EXERCISE:
Every entry below must be transcribed exactly, with no line missing.

INFORMATION:
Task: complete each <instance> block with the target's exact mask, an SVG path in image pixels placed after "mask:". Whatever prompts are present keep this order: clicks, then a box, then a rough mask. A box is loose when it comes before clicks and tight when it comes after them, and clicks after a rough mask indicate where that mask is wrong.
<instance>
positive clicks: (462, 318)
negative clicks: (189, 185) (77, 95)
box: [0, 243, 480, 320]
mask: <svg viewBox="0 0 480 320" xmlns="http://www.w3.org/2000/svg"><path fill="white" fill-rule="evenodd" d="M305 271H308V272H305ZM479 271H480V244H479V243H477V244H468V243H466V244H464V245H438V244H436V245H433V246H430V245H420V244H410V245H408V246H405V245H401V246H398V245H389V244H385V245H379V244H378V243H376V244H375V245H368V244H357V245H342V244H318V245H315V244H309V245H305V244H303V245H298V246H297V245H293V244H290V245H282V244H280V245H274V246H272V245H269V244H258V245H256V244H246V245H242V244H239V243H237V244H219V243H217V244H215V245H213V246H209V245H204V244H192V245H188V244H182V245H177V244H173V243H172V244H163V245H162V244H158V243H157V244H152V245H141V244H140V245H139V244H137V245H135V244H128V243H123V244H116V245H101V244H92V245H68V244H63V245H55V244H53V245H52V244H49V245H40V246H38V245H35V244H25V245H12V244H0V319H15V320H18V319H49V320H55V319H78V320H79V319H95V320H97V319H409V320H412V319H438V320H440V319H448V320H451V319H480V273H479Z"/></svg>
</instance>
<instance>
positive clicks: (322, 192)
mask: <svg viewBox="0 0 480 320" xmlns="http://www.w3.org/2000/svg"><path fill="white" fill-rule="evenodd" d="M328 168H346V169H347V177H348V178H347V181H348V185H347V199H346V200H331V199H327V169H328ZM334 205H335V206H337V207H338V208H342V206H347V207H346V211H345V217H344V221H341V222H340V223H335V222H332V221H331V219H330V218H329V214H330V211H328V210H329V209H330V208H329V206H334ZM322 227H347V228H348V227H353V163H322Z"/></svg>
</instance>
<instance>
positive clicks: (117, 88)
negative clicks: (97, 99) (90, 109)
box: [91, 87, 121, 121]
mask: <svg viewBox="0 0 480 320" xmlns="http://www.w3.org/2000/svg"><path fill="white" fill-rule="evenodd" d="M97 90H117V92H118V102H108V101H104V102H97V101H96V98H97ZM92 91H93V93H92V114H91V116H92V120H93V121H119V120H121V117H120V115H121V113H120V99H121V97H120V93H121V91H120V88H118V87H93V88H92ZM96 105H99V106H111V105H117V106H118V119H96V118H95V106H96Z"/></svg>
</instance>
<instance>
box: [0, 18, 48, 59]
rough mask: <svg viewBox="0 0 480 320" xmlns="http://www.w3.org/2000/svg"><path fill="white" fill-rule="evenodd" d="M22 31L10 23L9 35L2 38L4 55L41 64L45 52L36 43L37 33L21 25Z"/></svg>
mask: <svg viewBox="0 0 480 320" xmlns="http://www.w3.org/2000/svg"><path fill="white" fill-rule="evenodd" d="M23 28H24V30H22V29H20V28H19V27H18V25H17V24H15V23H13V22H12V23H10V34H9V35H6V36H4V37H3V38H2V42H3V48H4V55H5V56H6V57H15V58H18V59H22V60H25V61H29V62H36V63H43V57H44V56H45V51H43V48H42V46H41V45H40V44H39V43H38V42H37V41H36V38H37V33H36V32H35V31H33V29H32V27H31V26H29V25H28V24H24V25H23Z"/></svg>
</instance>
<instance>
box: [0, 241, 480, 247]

PROBLEM SOLUTION:
Task: complete each <instance> block with the target's exact mask, an SVG path in image pixels placed after "mask:". Whatever prompts are present keep this order: clicks, then a box, then a rough mask. A box is loose when it comes before clicks and tight when it comes after them, and clicks after a rough mask indicate where that mask is wrong.
<instance>
positive clicks: (462, 318)
negative clicks: (189, 185) (77, 95)
box: [0, 243, 480, 320]
mask: <svg viewBox="0 0 480 320" xmlns="http://www.w3.org/2000/svg"><path fill="white" fill-rule="evenodd" d="M305 271H308V272H305ZM479 271H480V244H479V243H477V244H468V243H466V244H464V245H438V244H436V245H433V246H430V245H420V244H410V245H408V246H405V245H401V246H398V245H389V244H385V245H379V244H378V243H376V244H375V245H368V244H357V245H342V244H318V245H315V244H309V245H305V244H303V245H298V246H297V245H293V244H290V245H282V244H280V245H274V246H272V245H269V244H258V245H256V244H246V245H242V244H239V243H237V244H219V243H217V244H215V245H213V246H209V245H204V244H192V245H188V244H182V245H177V244H173V243H172V244H163V245H162V244H158V243H157V244H152V245H141V244H140V245H139V244H137V245H135V244H128V243H123V244H116V245H101V244H92V245H68V244H63V245H55V244H53V245H52V244H49V245H40V246H38V245H35V244H25V245H12V244H0V319H15V320H18V319H49V320H55V319H78V320H79V319H95V320H97V319H409V320H412V319H438V320H440V319H448V320H451V319H480V273H479Z"/></svg>
</instance>
<instance>
positive clicks: (322, 192)
mask: <svg viewBox="0 0 480 320" xmlns="http://www.w3.org/2000/svg"><path fill="white" fill-rule="evenodd" d="M328 168H346V169H347V177H348V178H347V181H348V185H347V199H346V200H331V199H327V169H328ZM334 205H335V206H337V207H338V208H342V206H347V207H346V211H345V217H344V221H341V222H340V223H335V222H332V221H331V219H330V218H329V214H330V211H328V210H329V209H330V208H329V206H334ZM322 227H347V228H348V227H353V163H322Z"/></svg>
</instance>
<instance>
positive clicks: (117, 88)
negative clicks: (97, 99) (90, 109)
box: [91, 87, 121, 121]
mask: <svg viewBox="0 0 480 320" xmlns="http://www.w3.org/2000/svg"><path fill="white" fill-rule="evenodd" d="M97 90H117V92H118V102H108V101H104V102H97V101H96V98H97ZM92 91H93V93H92V114H91V116H92V120H93V121H119V120H121V117H120V115H121V113H120V99H121V97H120V93H121V91H120V88H118V87H93V88H92ZM96 105H99V106H111V105H117V106H118V119H96V118H95V106H96Z"/></svg>
</instance>
<instance>
box: [0, 18, 48, 59]
rough mask: <svg viewBox="0 0 480 320" xmlns="http://www.w3.org/2000/svg"><path fill="white" fill-rule="evenodd" d="M22 31L10 23L9 35L2 38L4 55L41 64L45 52L36 43L37 33L21 25Z"/></svg>
mask: <svg viewBox="0 0 480 320" xmlns="http://www.w3.org/2000/svg"><path fill="white" fill-rule="evenodd" d="M23 28H24V30H22V29H20V28H19V27H18V25H17V24H15V23H13V22H12V23H10V34H9V35H6V36H4V37H3V38H2V42H3V48H4V55H5V56H6V57H15V58H18V59H22V60H25V61H29V62H36V63H43V57H44V56H45V51H43V48H42V46H41V45H40V44H39V43H38V42H37V41H36V38H37V33H36V32H35V31H33V29H32V27H31V26H29V25H28V24H24V25H23Z"/></svg>
</instance>
<instance>
box: [0, 241, 480, 247]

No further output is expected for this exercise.